DATASET EXCERPTS:
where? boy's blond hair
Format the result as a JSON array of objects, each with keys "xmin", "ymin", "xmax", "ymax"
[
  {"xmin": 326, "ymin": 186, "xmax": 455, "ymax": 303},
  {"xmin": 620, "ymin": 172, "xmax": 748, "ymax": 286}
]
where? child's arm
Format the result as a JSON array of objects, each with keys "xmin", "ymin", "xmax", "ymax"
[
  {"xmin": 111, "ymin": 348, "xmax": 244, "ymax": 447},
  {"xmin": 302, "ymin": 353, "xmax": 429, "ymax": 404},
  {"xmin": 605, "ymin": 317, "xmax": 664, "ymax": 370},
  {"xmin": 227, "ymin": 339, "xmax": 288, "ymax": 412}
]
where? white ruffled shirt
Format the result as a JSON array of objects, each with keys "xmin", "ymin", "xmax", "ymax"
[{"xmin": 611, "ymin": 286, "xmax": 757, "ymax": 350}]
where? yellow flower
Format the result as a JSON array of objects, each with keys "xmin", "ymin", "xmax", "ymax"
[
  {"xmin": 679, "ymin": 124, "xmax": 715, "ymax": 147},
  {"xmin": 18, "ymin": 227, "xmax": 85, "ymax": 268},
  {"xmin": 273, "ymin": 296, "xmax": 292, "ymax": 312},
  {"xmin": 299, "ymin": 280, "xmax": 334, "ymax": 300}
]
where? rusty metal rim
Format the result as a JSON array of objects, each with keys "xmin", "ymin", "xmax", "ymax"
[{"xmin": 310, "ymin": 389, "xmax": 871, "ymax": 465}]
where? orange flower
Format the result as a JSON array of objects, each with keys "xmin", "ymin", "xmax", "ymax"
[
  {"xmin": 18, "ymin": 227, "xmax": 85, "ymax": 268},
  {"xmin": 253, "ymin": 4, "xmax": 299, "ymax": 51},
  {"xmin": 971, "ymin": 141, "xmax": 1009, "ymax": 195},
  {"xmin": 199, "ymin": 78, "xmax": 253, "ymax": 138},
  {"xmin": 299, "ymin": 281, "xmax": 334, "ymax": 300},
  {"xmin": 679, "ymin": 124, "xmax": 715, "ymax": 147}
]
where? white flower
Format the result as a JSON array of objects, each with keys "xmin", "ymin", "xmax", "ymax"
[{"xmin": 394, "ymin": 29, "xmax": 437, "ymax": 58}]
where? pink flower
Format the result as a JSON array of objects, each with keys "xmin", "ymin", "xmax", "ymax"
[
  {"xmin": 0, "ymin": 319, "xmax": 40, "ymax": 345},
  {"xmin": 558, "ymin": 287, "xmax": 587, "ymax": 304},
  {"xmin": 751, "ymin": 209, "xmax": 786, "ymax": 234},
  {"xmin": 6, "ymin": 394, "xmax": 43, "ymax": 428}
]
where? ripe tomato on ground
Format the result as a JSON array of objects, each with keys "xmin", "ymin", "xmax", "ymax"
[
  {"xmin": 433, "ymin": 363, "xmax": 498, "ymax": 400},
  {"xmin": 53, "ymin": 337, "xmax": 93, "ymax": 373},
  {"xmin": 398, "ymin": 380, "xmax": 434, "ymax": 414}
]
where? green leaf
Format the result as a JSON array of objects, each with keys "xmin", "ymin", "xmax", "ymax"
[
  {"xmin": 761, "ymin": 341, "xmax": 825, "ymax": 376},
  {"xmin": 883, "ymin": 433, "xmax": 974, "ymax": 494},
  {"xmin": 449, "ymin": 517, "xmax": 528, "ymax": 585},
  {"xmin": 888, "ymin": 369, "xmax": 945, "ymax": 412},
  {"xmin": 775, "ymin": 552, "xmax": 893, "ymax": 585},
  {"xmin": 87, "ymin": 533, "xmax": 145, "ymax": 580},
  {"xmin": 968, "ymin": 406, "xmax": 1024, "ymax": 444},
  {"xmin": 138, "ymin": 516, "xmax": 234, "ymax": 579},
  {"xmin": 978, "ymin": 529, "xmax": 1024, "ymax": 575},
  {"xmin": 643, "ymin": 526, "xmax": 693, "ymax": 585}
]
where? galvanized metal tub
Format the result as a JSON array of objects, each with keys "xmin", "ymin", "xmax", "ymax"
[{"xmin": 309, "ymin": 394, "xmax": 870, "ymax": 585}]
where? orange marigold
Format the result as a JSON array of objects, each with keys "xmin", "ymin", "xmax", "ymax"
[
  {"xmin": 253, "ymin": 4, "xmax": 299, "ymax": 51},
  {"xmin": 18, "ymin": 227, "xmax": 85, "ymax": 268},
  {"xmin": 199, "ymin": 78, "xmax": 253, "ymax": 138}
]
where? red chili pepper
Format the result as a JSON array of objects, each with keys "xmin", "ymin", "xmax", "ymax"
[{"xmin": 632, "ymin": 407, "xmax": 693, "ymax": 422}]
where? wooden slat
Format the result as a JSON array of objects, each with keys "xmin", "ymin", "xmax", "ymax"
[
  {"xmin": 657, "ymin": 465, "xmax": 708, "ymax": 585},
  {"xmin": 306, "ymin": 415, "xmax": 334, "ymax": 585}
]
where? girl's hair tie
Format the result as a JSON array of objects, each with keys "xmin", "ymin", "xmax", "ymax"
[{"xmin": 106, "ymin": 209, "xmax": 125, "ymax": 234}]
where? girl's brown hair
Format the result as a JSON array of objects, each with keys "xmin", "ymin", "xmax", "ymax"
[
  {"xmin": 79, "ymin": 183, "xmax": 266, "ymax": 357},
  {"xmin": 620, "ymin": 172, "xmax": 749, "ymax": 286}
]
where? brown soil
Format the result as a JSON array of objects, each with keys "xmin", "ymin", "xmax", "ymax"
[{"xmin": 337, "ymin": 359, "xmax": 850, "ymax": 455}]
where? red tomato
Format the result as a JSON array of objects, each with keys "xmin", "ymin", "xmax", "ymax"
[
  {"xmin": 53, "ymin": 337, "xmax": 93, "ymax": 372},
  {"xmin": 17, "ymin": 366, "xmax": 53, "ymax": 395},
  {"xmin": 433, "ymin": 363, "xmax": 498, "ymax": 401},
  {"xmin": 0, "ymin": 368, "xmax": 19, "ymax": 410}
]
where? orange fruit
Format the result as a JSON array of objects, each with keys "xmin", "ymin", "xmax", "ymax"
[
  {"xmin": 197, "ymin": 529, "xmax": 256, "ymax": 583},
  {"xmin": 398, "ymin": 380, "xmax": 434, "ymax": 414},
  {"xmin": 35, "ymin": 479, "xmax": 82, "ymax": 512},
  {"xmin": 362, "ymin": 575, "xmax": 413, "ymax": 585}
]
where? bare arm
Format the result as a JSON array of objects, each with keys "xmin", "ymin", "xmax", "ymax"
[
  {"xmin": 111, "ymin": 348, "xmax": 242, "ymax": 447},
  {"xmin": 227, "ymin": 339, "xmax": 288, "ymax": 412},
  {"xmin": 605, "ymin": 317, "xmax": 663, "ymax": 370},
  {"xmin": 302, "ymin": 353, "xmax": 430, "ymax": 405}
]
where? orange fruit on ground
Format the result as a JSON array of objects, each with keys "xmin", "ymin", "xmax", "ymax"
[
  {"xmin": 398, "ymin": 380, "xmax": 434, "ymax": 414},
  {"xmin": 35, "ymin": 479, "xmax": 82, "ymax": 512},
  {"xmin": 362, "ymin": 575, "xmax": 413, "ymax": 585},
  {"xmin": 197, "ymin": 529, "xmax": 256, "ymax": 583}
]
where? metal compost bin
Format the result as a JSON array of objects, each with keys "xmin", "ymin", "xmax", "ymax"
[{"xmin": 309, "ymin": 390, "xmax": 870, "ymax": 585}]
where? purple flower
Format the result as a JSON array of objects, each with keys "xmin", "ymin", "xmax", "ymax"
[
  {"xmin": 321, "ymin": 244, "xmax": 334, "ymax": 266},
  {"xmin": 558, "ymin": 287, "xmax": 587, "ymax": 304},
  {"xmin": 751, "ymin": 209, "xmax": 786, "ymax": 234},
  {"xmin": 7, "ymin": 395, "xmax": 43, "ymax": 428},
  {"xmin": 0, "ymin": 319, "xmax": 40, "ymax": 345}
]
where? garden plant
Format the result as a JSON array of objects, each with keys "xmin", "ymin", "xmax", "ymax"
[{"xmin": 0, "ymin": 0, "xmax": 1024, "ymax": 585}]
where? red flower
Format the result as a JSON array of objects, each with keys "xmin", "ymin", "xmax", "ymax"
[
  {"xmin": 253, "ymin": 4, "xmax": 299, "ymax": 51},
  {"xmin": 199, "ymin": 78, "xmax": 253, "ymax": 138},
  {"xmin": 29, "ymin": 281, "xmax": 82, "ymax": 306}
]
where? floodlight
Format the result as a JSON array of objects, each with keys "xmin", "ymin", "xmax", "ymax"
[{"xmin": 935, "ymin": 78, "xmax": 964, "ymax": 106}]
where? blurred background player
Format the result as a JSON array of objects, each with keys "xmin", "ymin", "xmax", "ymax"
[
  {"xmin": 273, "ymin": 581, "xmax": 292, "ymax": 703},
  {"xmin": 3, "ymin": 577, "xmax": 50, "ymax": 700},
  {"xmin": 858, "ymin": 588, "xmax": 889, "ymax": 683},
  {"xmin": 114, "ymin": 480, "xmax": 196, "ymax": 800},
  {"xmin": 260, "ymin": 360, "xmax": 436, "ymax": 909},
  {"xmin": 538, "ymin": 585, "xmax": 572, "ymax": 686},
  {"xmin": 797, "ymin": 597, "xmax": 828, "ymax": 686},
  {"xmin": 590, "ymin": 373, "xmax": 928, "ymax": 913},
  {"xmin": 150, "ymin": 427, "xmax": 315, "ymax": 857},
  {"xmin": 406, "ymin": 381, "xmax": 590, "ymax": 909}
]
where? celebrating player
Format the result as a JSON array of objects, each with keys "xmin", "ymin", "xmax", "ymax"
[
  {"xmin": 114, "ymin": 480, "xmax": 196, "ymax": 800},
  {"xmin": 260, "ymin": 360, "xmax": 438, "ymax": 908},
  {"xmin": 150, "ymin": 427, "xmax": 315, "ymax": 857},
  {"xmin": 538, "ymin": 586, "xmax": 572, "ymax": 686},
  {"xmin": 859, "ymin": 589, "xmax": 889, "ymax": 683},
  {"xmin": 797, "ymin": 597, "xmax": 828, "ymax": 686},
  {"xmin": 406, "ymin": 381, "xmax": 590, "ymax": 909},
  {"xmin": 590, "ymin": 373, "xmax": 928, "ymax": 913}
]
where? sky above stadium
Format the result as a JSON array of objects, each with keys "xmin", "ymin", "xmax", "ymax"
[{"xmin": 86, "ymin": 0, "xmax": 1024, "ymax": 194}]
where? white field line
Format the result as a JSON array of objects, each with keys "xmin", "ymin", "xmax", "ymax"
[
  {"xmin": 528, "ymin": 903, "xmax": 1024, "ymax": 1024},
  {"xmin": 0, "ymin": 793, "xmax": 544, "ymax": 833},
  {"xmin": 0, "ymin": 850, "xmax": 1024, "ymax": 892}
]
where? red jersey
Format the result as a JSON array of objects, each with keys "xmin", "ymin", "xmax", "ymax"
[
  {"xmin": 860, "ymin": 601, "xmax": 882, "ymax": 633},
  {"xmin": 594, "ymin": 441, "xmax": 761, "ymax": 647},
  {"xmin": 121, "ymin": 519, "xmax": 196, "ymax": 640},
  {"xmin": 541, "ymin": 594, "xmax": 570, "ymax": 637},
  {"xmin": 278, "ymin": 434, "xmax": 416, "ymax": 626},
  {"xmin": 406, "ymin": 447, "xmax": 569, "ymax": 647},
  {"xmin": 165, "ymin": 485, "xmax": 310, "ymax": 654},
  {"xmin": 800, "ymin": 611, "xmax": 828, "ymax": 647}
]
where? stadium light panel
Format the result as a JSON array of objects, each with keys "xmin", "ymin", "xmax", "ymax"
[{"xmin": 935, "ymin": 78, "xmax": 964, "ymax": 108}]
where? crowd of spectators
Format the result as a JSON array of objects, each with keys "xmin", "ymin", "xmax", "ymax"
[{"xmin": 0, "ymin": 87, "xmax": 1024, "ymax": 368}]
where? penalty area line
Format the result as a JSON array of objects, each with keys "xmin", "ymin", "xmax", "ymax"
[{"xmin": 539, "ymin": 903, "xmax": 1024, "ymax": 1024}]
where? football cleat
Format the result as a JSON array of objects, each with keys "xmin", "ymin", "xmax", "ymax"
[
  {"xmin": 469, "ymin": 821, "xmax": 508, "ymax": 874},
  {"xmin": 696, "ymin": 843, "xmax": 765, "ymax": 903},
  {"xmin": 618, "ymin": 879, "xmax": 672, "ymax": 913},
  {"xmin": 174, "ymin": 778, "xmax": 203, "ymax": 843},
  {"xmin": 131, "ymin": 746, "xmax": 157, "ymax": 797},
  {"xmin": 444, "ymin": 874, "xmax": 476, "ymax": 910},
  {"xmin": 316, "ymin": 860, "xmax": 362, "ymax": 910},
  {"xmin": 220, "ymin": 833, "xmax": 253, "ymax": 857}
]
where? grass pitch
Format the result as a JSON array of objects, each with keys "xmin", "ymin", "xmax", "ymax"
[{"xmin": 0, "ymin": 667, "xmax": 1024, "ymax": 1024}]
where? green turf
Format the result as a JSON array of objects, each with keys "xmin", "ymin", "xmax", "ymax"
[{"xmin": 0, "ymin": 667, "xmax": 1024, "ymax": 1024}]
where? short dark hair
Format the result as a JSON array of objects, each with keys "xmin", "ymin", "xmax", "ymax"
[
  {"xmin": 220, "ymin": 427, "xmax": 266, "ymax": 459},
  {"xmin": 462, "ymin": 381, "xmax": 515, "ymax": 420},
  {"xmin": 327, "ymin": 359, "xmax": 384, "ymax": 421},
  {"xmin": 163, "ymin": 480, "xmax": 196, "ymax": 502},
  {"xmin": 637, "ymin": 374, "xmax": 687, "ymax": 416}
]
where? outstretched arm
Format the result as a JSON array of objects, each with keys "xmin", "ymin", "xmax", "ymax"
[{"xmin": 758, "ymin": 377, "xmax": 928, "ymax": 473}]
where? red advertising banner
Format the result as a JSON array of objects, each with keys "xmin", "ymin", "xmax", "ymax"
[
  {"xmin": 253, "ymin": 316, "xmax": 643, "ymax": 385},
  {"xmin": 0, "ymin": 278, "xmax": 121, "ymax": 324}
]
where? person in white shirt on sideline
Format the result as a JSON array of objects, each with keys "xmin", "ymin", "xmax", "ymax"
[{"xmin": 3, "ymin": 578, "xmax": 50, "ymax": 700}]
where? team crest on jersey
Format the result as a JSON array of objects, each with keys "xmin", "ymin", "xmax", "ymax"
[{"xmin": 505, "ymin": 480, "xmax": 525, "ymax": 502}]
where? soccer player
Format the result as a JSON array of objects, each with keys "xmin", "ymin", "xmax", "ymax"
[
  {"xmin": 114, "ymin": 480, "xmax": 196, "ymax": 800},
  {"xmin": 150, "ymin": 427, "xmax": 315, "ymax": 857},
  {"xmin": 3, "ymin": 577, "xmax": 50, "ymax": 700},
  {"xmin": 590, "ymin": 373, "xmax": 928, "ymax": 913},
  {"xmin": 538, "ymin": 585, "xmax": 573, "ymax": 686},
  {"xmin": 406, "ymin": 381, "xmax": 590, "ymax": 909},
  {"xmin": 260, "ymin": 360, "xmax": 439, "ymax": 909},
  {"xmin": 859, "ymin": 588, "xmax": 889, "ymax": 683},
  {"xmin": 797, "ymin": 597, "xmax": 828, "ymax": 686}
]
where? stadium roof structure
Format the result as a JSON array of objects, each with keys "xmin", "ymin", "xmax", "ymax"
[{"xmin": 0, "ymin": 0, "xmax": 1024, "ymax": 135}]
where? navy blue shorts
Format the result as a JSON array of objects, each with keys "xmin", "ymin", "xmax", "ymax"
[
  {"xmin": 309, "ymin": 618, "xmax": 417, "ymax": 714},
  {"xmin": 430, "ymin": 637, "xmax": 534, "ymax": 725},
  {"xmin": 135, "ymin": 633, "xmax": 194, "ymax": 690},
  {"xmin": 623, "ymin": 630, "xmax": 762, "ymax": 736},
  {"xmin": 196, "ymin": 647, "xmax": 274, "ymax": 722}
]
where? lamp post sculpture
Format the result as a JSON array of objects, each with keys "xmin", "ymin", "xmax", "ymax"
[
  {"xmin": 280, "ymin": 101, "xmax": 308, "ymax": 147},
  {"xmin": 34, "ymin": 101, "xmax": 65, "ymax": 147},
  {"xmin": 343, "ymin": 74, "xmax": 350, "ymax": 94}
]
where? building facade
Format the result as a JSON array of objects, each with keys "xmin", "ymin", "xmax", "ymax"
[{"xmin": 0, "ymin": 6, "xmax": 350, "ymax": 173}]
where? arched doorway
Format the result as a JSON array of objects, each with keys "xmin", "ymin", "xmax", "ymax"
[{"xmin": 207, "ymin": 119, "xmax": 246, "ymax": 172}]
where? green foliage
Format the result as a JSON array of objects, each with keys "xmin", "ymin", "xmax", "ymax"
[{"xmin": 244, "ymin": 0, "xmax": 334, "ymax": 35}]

WHAT IS BEING ASKED:
Repeat exactly the lines starting at the line with "where? lamp post sculpture" and ending with the final line of the entries. Include nothing else.

EXERCISE RESULT:
where? lamp post sculpture
Format the result as a JSON array of objects, each with keys "xmin", "ymin", "xmax", "ymax"
[
  {"xmin": 280, "ymin": 101, "xmax": 308, "ymax": 147},
  {"xmin": 34, "ymin": 101, "xmax": 65, "ymax": 147},
  {"xmin": 343, "ymin": 74, "xmax": 350, "ymax": 94}
]
where? building facade
Format the result as a JSON array of objects, each with keys "xmin", "ymin", "xmax", "ymax"
[{"xmin": 0, "ymin": 6, "xmax": 350, "ymax": 173}]
where? arched doorway
Format the result as a JSON array of objects, each with keys "xmin", "ymin", "xmax", "ymax"
[{"xmin": 207, "ymin": 119, "xmax": 246, "ymax": 172}]
where? green foliage
Format the result as a JSON array of objects, each with keys "xmin", "ymin", "xmax", "ymax"
[{"xmin": 244, "ymin": 0, "xmax": 334, "ymax": 35}]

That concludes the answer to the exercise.